→ Written problem
Put the rows below into a Markdown table with two columns, Line and Text. Number each row under Line, place its wording under Text, and leave out any blank lines.

→ Task inputs
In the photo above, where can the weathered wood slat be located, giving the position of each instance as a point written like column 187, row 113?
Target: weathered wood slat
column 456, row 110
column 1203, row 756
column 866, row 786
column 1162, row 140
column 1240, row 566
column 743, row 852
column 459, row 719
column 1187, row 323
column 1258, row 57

→ Output for this task
| Line | Text |
|---|---|
| 1 | In the photo above, where can the weathered wood slat be located, giving the position of each instance as a point written like column 187, row 113? |
| 2 | Target: weathered wood slat |
| 3 | column 456, row 110 |
| 4 | column 1203, row 756 |
| 5 | column 866, row 786 |
| 6 | column 1162, row 140 |
| 7 | column 1240, row 566 |
| 8 | column 743, row 852 |
| 9 | column 459, row 719 |
| 10 | column 1187, row 323 |
| 11 | column 1258, row 57 |